Print out the entries below with no edits.
== Available records
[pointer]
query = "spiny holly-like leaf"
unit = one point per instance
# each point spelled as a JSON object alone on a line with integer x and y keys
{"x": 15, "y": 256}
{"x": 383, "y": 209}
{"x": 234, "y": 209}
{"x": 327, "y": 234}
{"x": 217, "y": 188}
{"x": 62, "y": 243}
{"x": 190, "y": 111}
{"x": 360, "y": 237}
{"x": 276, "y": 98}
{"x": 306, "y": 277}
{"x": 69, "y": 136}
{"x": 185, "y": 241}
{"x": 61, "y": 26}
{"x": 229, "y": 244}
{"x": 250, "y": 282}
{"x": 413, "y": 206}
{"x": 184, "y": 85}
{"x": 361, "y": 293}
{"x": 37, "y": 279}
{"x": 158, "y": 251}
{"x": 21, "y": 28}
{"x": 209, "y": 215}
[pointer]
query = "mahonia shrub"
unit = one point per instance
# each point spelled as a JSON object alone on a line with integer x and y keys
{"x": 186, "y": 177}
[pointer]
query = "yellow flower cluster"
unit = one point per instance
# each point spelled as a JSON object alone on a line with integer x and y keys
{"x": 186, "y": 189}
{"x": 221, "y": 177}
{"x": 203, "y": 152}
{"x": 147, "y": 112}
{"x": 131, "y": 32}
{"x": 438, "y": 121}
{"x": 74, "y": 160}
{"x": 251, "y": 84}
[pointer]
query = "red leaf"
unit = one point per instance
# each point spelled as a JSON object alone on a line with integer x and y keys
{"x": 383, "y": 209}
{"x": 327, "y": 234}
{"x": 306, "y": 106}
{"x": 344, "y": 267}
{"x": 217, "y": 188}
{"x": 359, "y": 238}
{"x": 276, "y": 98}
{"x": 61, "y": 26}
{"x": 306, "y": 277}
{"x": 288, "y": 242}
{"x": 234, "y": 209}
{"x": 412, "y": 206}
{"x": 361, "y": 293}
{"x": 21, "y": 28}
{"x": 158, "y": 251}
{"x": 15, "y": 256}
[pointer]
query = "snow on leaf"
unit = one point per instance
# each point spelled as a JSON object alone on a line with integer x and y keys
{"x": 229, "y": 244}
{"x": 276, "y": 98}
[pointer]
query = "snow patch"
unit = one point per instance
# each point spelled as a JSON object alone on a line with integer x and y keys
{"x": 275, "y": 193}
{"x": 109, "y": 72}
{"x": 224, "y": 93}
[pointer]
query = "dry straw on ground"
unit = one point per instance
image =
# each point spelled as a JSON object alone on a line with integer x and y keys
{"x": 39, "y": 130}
====
» **Written answer**:
[pointer]
query = "spiny holly-like leaf"
unit = one point per instance
# each point spelled as a JSON object alone on a line with integer x and y keys
{"x": 15, "y": 256}
{"x": 383, "y": 209}
{"x": 234, "y": 209}
{"x": 327, "y": 234}
{"x": 217, "y": 188}
{"x": 62, "y": 243}
{"x": 190, "y": 111}
{"x": 360, "y": 237}
{"x": 276, "y": 98}
{"x": 306, "y": 277}
{"x": 69, "y": 136}
{"x": 185, "y": 241}
{"x": 61, "y": 26}
{"x": 229, "y": 244}
{"x": 250, "y": 282}
{"x": 413, "y": 206}
{"x": 184, "y": 85}
{"x": 361, "y": 293}
{"x": 37, "y": 279}
{"x": 158, "y": 251}
{"x": 21, "y": 28}
{"x": 209, "y": 215}
[pointer]
query = "mahonia shrub"
unit = one point per instance
# each point spelled as a JSON object alone on a line with integer x and y keys
{"x": 186, "y": 177}
[pointer]
query = "yellow flower cluster"
unit = one point per instance
# each point spelled as a JSON object alone on a line with integer x and y keys
{"x": 186, "y": 189}
{"x": 221, "y": 177}
{"x": 203, "y": 152}
{"x": 147, "y": 112}
{"x": 131, "y": 32}
{"x": 438, "y": 121}
{"x": 74, "y": 160}
{"x": 251, "y": 84}
[pointer]
query = "red leaf"
unit = one point per instance
# each point spelled as a JSON object alone on a line with integer x and y keys
{"x": 383, "y": 209}
{"x": 327, "y": 234}
{"x": 306, "y": 106}
{"x": 344, "y": 267}
{"x": 217, "y": 188}
{"x": 359, "y": 238}
{"x": 276, "y": 98}
{"x": 61, "y": 26}
{"x": 306, "y": 277}
{"x": 288, "y": 242}
{"x": 234, "y": 209}
{"x": 412, "y": 206}
{"x": 361, "y": 293}
{"x": 21, "y": 28}
{"x": 158, "y": 251}
{"x": 15, "y": 256}
[pointer]
query = "snow on leaf"
unit = one point per instance
# each point spelled as a JSON object alone on a line with integer x and y keys
{"x": 229, "y": 244}
{"x": 276, "y": 98}
[pointer]
query = "snow patch"
unit = one point per instance
# each point spelled as a JSON object alone on a line with integer x and y keys
{"x": 275, "y": 193}
{"x": 109, "y": 72}
{"x": 224, "y": 93}
[pointer]
query = "dry straw on ground"
unit = one point per instance
image =
# each point spelled as a JSON object alone on a line with integer x and y keys
{"x": 39, "y": 130}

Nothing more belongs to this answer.